▶ [PROBLEMS AND TASKS]
1) In the project details, which team had the similar problem that led to this project?
2) From the project details, reproduce word for word the passage that opens with the words containing "So this object" and closes with "something against it!".

▶ [PAGE TEXT]
◆ ◆ ◆

Project Details

The Problem

Minutes matters. There are situations where people get in danger through no fault of one's own like hiking a mountanious trail and getting surprised by changing weather conditions and requiring help. Then is when search and rescue operation teams come at play and one of the first things they try to do is locating you. Normally SAR teams can find you via your cellphone you are calling them. But there are remot places with limited coverage making it harder to locate you and finding you will take more time.

The problem indirectly arose from a similar problem the KSat-Stuttgart e.V. team had. They said:
"We need to find our rover in case it will be falling of from the REXUS sounding rocket. Our ROACH experiment will be flying on an suborbital ballistic trajectory in northern Sweden and landing in the snowy Swedish tundra. This is a remote region and even with the pretty good Swedish cellphone coverage, we cannot risk loosing our rover due to a failed location over SMS transmission"
So this object recovery problem made us aware, that when this is already time crititcal and if there are still regions and situations with lacking SAR infrastructure, we want to combine both tasks and do something against it!

◆ ◆ ◆

▶ [DATA EXCERPT]
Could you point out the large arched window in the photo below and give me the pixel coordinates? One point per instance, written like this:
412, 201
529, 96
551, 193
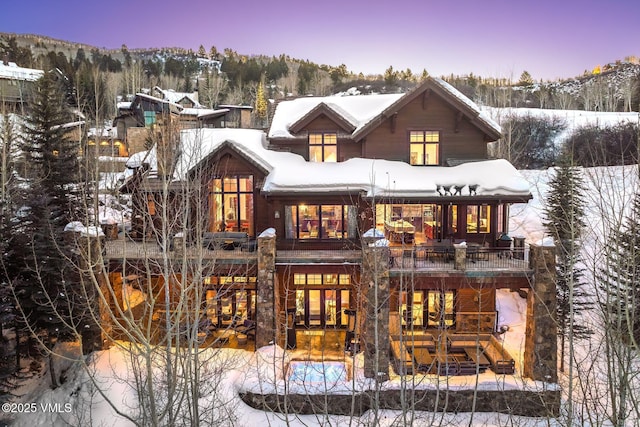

◆ ◆ ◆

▶ [THE ANSWERS]
1) The KSat-Stuttgart e.V. team.

2)
So this object recovery problem made us aware, that when this is already time crititcal and if there are still regions and situations with lacking SAR infrastructure, we want to combine both tasks and do something against it!